• **What is needed**
Reproduce the data below, swapping every "positive clicks" for "foreground clicks" and leaving everything else unchanged. Omit the pictures.

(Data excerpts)
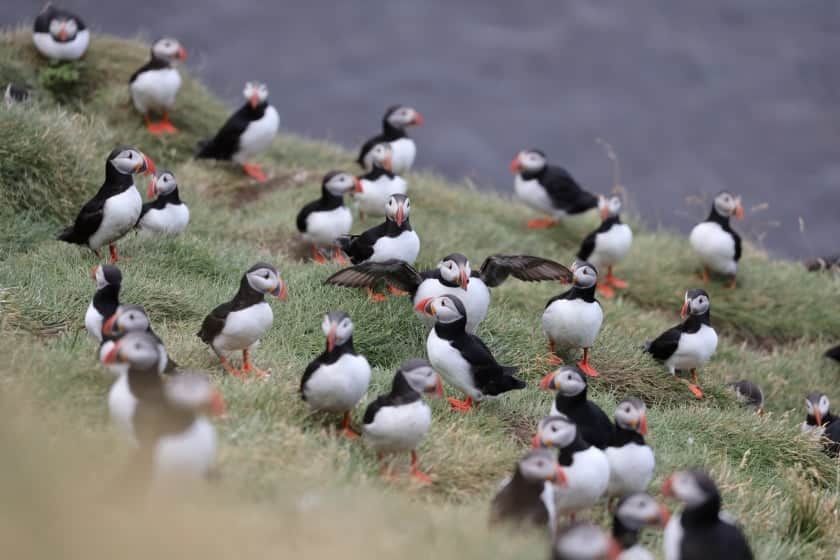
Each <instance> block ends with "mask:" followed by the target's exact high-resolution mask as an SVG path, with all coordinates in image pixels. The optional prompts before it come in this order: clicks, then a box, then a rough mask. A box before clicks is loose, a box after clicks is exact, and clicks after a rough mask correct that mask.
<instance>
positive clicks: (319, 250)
mask: <svg viewBox="0 0 840 560" xmlns="http://www.w3.org/2000/svg"><path fill="white" fill-rule="evenodd" d="M358 188H359V180H358V179H356V178H355V177H354V176H353V175H352V174H350V173H347V172H345V171H330V172H329V173H327V174H326V175H324V179H323V180H322V181H321V198H319V199H318V200H313V201H312V202H310V203H308V204H306V205H305V206H304V207H303V208H302V209H301V210H300V212H299V213H298V215H297V228H298V231H299V232H300V233H301V234H303V239H304V240H305V241H307V242H308V243H310V244H311V245H312V258H313V260H314V261H315V262H318V263H325V262H327V259H326V258H324V255H323V254H322V252H321V251H322V250H323V249H324V248H331V249H333V259H335V260H336V262H344V263H346V262H347V259H345V258H344V255H343V254H342V253H341V250H340V249H339V248H338V247H337V246H336V239H338V238H339V237H341V236H344V235H347V234H349V233H350V228H352V227H353V214H351V213H350V210H349V209H348V208H347V207H346V206H345V205H344V194H345V193H348V192H350V191H352V190H354V189H356V190H358Z"/></svg>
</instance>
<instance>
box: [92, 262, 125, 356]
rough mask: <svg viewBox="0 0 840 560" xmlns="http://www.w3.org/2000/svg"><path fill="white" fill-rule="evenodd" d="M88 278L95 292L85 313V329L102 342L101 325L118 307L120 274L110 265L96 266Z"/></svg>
mask: <svg viewBox="0 0 840 560" xmlns="http://www.w3.org/2000/svg"><path fill="white" fill-rule="evenodd" d="M90 276H91V278H93V281H94V282H95V283H96V292H94V294H93V300H92V301H91V302H90V305H88V309H87V311H86V312H85V329H87V331H88V332H89V333H90V335H91V336H92V337H93V338H95V339H96V340H98V341H99V342H102V325H103V323H104V322H105V320H107V319H108V317H110V316H111V315H113V314H114V312H115V311H116V310H117V307H119V305H120V287H121V286H122V272H120V269H119V268H117V267H116V266H114V265H112V264H98V265H96V266H94V267H93V269H92V270H91V271H90Z"/></svg>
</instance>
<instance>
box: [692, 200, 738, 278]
mask: <svg viewBox="0 0 840 560" xmlns="http://www.w3.org/2000/svg"><path fill="white" fill-rule="evenodd" d="M730 216H735V217H736V218H737V219H739V220H742V219H743V218H744V207H743V206H741V197H740V196H734V195H733V194H731V193H728V192H726V191H723V192H721V193H719V194H718V195H717V196H716V197H715V201H714V203H713V204H712V211H711V212H710V213H709V217H708V218H706V220H705V221H702V222H700V223H699V224H697V225H696V226H694V229H692V230H691V234H690V235H689V237H688V240H689V242H690V243H691V248H692V249H694V252H695V253H697V254H698V255H699V256H700V260H701V261H702V262H703V282H705V283H708V282H709V280H710V278H711V275H710V272H716V273H718V274H723V275H725V276H729V277H730V278H731V280H730V283H729V287H730V288H734V287H735V275H736V273H737V272H738V261H739V260H740V259H741V236H740V235H738V233H737V232H736V231H735V230H734V229H732V226H730V225H729V218H730Z"/></svg>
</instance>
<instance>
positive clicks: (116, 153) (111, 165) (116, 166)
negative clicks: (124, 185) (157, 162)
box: [108, 146, 155, 175]
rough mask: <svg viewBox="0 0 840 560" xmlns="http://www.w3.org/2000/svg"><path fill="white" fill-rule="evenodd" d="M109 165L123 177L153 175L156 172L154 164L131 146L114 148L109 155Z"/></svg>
mask: <svg viewBox="0 0 840 560" xmlns="http://www.w3.org/2000/svg"><path fill="white" fill-rule="evenodd" d="M108 163H109V164H110V165H111V166H112V167H113V168H114V169H116V170H117V172H118V173H120V174H122V175H135V174H137V173H143V174H144V175H151V174H153V173H154V172H155V164H154V162H153V161H152V160H151V159H149V157H148V156H147V155H145V154H144V153H143V152H141V151H140V150H138V149H137V148H132V147H130V146H122V147H119V148H114V150H113V151H112V152H111V153H110V154H109V155H108Z"/></svg>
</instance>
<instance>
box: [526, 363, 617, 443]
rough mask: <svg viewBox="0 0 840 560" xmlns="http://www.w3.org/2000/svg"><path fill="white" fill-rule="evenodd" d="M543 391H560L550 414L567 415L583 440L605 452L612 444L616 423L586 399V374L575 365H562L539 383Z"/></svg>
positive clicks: (551, 408) (592, 402) (551, 406)
mask: <svg viewBox="0 0 840 560" xmlns="http://www.w3.org/2000/svg"><path fill="white" fill-rule="evenodd" d="M540 389H542V390H544V391H557V396H556V397H555V399H554V402H553V403H552V405H551V415H552V416H557V415H560V414H562V415H565V416H568V417H569V419H570V420H572V421H573V422H574V423H575V424H577V426H578V429H579V430H580V433H581V436H582V437H583V439H585V440H586V441H588V442H589V443H591V444H592V445H594V446H595V447H597V448H598V449H606V448H607V446H609V445H610V444H611V443H612V441H613V423H612V422H611V421H610V417H609V416H607V414H606V413H605V412H604V411H603V410H602V409H601V407H599V406H598V405H597V404H595V403H594V402H592V401H590V400H588V399H587V398H586V393H587V384H586V375H584V373H583V372H582V371H581V370H580V369H579V368H577V367H575V366H562V367H560V368H559V369H557V370H555V371H552V372H550V373H549V374H548V375H546V376H545V377H543V378H542V380H541V381H540Z"/></svg>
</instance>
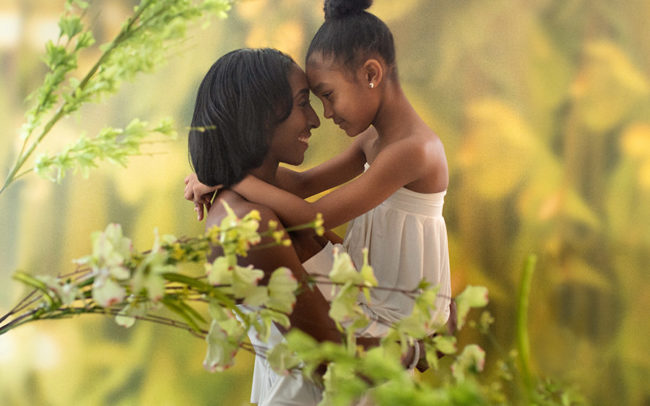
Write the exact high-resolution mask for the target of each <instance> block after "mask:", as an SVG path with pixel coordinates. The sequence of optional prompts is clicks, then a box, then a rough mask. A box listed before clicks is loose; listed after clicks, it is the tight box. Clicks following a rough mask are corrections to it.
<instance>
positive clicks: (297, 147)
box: [269, 65, 320, 165]
mask: <svg viewBox="0 0 650 406" xmlns="http://www.w3.org/2000/svg"><path fill="white" fill-rule="evenodd" d="M289 84H290V85H291V94H292V95H293V107H292V109H291V114H289V117H287V119H286V120H284V121H283V122H281V123H280V124H279V125H278V126H277V127H276V128H275V130H274V131H273V136H272V138H271V146H270V148H269V154H270V155H272V158H273V160H275V161H277V162H284V163H288V164H290V165H300V164H301V163H302V161H303V160H304V159H305V151H306V150H307V148H308V146H309V137H310V136H311V129H312V128H317V127H318V126H320V120H319V119H318V116H317V115H316V112H315V111H314V109H313V108H312V107H311V104H310V102H309V87H308V86H307V77H306V76H305V72H303V70H302V69H300V68H299V67H298V66H297V65H294V67H293V68H292V69H291V72H290V73H289Z"/></svg>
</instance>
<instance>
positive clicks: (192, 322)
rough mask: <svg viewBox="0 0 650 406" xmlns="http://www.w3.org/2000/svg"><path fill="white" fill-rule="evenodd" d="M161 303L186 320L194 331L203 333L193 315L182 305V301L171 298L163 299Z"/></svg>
mask: <svg viewBox="0 0 650 406" xmlns="http://www.w3.org/2000/svg"><path fill="white" fill-rule="evenodd" d="M160 301H161V302H162V303H163V304H164V305H165V307H167V308H168V309H169V310H171V311H172V312H174V313H176V314H177V315H179V316H181V318H182V319H183V320H185V322H186V323H187V324H188V325H189V326H190V328H191V329H192V330H194V331H196V332H197V333H200V332H201V328H200V327H199V325H198V324H196V321H194V319H193V318H192V314H191V313H190V312H188V311H187V308H186V307H183V306H182V305H181V302H180V301H178V300H175V299H172V298H170V297H163V298H162V299H161V300H160Z"/></svg>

• **Exercise solution**
Each <instance> block ends with "mask:" followed by the target's exact high-resolution mask as an SVG path, with all coordinates in image pixels. The optional prompts before it come in this order: clicks, then a box, then a rough mask. A box before clicks is loose, a box after clicks is exact, and clicks after a rough mask correct that mask.
<instance>
foreground clicks: (319, 250)
mask: <svg viewBox="0 0 840 560" xmlns="http://www.w3.org/2000/svg"><path fill="white" fill-rule="evenodd" d="M358 188H359V180H358V179H356V178H355V177H354V176H353V175H352V174H350V173H347V172H345V171H330V172H329V173H327V174H326V175H324V179H323V180H322V181H321V198H319V199H318V200H313V201H312V202H310V203H308V204H306V205H305V206H304V207H303V208H302V209H301V210H300V212H299V213H298V215H297V228H298V231H299V232H300V233H301V234H303V239H304V240H305V241H307V242H308V243H310V244H311V245H312V258H313V260H314V261H315V262H318V263H325V262H327V259H326V258H324V255H323V254H322V252H321V251H322V250H323V249H324V248H331V249H333V259H335V260H336V262H344V263H346V262H347V259H345V258H344V255H343V254H342V253H341V250H340V249H339V248H338V247H337V246H336V239H338V238H339V237H341V236H344V235H347V234H349V233H350V228H352V227H353V214H351V213H350V210H349V209H348V208H347V207H346V206H345V205H344V194H345V193H348V192H350V191H352V190H354V189H356V190H358Z"/></svg>
</instance>
<instance>
box: [92, 262, 125, 356]
rough mask: <svg viewBox="0 0 840 560" xmlns="http://www.w3.org/2000/svg"><path fill="white" fill-rule="evenodd" d="M88 278L95 292L85 313V329L102 342L101 325L118 307L120 274L110 265L96 266Z"/></svg>
mask: <svg viewBox="0 0 840 560" xmlns="http://www.w3.org/2000/svg"><path fill="white" fill-rule="evenodd" d="M90 276H91V278H93V281H94V282H95V283H96V292H94V294H93V300H92V301H91V302H90V305H88V309H87V311H86V312H85V329H87V331H88V332H89V333H90V335H91V336H92V337H93V338H95V339H96V340H98V341H99V342H102V325H103V323H104V322H105V320H107V319H108V317H110V316H111V315H113V314H114V312H115V311H116V310H117V307H119V305H120V287H121V286H122V272H120V269H119V268H117V267H116V266H114V265H112V264H98V265H96V266H94V267H93V269H92V270H91V271H90Z"/></svg>
</instance>
<instance>
box: [692, 200, 738, 278]
mask: <svg viewBox="0 0 840 560" xmlns="http://www.w3.org/2000/svg"><path fill="white" fill-rule="evenodd" d="M730 216H735V217H736V218H737V219H739V220H742V219H743V218H744V207H743V206H741V197H740V196H734V195H733V194H731V193H728V192H726V191H723V192H721V193H719V194H718V195H717V196H716V197H715V201H714V203H713V204H712V211H711V212H710V213H709V217H708V218H706V220H705V221H702V222H700V223H699V224H697V225H696V226H694V229H692V230H691V234H690V235H689V237H688V240H689V242H690V243H691V248H692V249H694V252H695V253H697V254H698V255H699V256H700V260H701V261H702V262H703V282H705V283H708V282H709V280H710V278H711V275H710V272H716V273H718V274H723V275H725V276H729V277H730V278H731V280H730V283H729V287H730V288H734V287H735V275H736V273H737V272H738V261H739V260H740V259H741V236H740V235H738V233H737V232H736V231H735V230H734V229H732V226H730V225H729V218H730Z"/></svg>
</instance>
<instance>
foreground clicks: (116, 153) (111, 165) (116, 166)
negative clicks: (124, 185) (157, 162)
box: [108, 146, 155, 175]
rough mask: <svg viewBox="0 0 840 560" xmlns="http://www.w3.org/2000/svg"><path fill="white" fill-rule="evenodd" d="M109 165L123 177L153 175L156 172L154 164L131 146L114 148L109 155Z"/></svg>
mask: <svg viewBox="0 0 840 560" xmlns="http://www.w3.org/2000/svg"><path fill="white" fill-rule="evenodd" d="M108 163H109V164H110V165H111V166H112V167H113V168H114V169H116V170H117V172H118V173H120V174H122V175H135V174H137V173H143V174H144V175H151V174H153V173H154V172H155V164H154V162H153V161H152V160H151V159H149V157H148V156H147V155H145V154H144V153H143V152H141V151H140V150H138V149H137V148H132V147H130V146H122V147H119V148H114V150H113V151H112V152H111V153H110V154H109V155H108Z"/></svg>
</instance>
<instance>
box: [526, 363, 617, 443]
rough mask: <svg viewBox="0 0 840 560" xmlns="http://www.w3.org/2000/svg"><path fill="white" fill-rule="evenodd" d="M543 391H560L550 414L567 415L583 440L605 452L612 444L616 423L586 399V374L575 365H562L539 383Z"/></svg>
foreground clicks: (551, 408) (592, 402) (551, 406)
mask: <svg viewBox="0 0 840 560" xmlns="http://www.w3.org/2000/svg"><path fill="white" fill-rule="evenodd" d="M540 389H542V390H544V391H557V396H556V397H555V399H554V402H553V403H552V405H551V415H552V416H557V415H560V414H562V415H565V416H568V417H569V419H570V420H572V421H573V422H574V423H575V424H577V426H578V429H579V430H580V433H581V436H582V437H583V439H585V440H586V441H588V442H589V443H591V444H592V445H594V446H595V447H597V448H598V449H606V448H607V446H609V445H610V444H611V443H612V441H613V423H612V422H611V421H610V417H609V416H607V414H606V413H605V412H604V411H603V410H602V409H601V407H599V406H598V405H597V404H595V403H594V402H592V401H590V400H588V399H587V398H586V393H587V384H586V375H584V373H583V372H582V371H581V370H580V369H579V368H577V367H575V366H562V367H560V368H559V369H557V370H555V371H552V372H550V373H549V374H548V375H546V376H545V377H543V378H542V380H541V381H540Z"/></svg>
</instance>
Write the exact high-resolution mask for the target of each <instance> block after "mask:", as an SVG path with pixel coordinates. The sequence of optional prompts is clicks, then a box, then a rough mask. A box listed before clicks is loose; listed after clicks, it is the tight box. Clicks following a rough mask are corrections to it.
<instance>
foreground clicks: (297, 147)
box: [269, 65, 320, 165]
mask: <svg viewBox="0 0 650 406" xmlns="http://www.w3.org/2000/svg"><path fill="white" fill-rule="evenodd" d="M289 84H290V85H291V94H292V95H293V107H292V109H291V114H289V117H287V119H286V120H284V121H283V122H281V123H280V124H279V125H278V126H277V127H276V128H275V130H274V131H273V136H272V138H271V146H270V148H269V154H270V155H272V158H273V160H275V161H277V162H284V163H288V164H290V165H300V164H301V163H302V161H303V160H304V159H305V151H306V150H307V148H308V146H309V137H310V136H311V129H312V128H317V127H318V126H320V120H319V119H318V116H317V115H316V112H315V111H314V109H313V108H312V107H311V104H310V102H309V87H308V86H307V77H306V76H305V72H303V70H302V69H300V68H299V67H298V66H297V65H294V67H293V68H292V69H291V72H290V73H289Z"/></svg>
</instance>
<instance>
foreground clicks: (192, 322)
rough mask: <svg viewBox="0 0 650 406" xmlns="http://www.w3.org/2000/svg"><path fill="white" fill-rule="evenodd" d="M161 303L186 320L194 331L203 333L193 315L182 305V301L171 298L163 299Z"/></svg>
mask: <svg viewBox="0 0 650 406" xmlns="http://www.w3.org/2000/svg"><path fill="white" fill-rule="evenodd" d="M160 301H161V302H162V303H163V304H164V305H165V307H167V308H168V309H169V310H171V311H172V312H174V313H176V314H177V315H179V316H181V318H182V319H183V320H185V322H186V323H187V324H188V325H189V326H190V328H191V329H192V330H194V331H196V332H197V333H200V332H201V328H200V327H199V325H198V324H196V321H194V319H193V318H192V314H191V313H190V312H188V311H187V308H186V307H183V306H182V305H181V302H180V301H178V300H175V299H172V298H170V297H163V298H162V299H161V300H160Z"/></svg>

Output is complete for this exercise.